━━━ THE RECORDS ━━━

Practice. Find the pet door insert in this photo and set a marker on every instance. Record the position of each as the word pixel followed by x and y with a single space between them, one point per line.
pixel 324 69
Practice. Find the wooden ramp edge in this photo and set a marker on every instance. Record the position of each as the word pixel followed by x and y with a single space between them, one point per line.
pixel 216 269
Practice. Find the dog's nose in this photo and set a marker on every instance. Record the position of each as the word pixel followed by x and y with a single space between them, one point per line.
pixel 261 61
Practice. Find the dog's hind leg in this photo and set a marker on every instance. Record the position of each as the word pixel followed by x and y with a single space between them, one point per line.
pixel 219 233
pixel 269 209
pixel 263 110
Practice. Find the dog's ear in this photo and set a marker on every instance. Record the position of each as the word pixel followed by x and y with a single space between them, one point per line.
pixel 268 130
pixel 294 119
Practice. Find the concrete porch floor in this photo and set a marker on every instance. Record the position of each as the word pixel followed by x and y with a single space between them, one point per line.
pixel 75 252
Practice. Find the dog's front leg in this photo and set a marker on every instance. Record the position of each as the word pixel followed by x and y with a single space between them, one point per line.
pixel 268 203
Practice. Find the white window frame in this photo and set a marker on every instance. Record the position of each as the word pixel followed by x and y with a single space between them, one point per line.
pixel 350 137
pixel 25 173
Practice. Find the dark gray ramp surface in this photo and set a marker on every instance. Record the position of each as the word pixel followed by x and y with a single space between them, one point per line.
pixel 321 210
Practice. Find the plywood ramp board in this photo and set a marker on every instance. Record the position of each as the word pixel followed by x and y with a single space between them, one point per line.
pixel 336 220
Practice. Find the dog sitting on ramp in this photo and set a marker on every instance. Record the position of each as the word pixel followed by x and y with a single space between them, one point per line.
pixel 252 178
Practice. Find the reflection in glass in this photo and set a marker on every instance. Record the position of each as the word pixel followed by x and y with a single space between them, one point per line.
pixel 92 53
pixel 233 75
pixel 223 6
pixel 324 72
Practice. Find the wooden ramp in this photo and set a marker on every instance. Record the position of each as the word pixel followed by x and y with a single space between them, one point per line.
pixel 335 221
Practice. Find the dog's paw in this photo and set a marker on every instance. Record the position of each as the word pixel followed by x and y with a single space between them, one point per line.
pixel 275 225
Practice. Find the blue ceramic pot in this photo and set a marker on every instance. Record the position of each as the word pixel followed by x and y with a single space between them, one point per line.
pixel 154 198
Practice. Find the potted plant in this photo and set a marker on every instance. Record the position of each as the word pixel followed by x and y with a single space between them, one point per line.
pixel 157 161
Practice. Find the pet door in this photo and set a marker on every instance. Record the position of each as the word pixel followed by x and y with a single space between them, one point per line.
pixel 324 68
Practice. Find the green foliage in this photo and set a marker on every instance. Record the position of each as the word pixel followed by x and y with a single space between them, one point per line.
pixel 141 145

━━━

# EXERCISE DESCRIPTION
Starting at the first line and ending at the line that contains "pixel 263 110", give those lines as a numbered list, leaving out any blank lines.

# SOLUTION
1. Practice. Find the pet door insert in this photo and set a marker on every instance. Record the position of each as the word pixel followed by x and y with a single space between them, one point per line.
2. pixel 324 69
3. Practice. Find the wooden ramp edge in this photo and set a marker on every instance. Record the position of each as the word pixel followed by x and y with a single space between them, one point per line.
4. pixel 216 269
5. Practice. Find the dog's nose in this photo and set a marker on every instance. Record the position of each as the word pixel followed by x and y with a single space between them, one point per line.
6. pixel 261 61
7. Practice. Find the dog's hind leg in this photo and set a marker on every instance. Record the position of each as the word pixel followed by x and y with a single space between them, one point per line.
8. pixel 219 233
9. pixel 269 209
10. pixel 263 110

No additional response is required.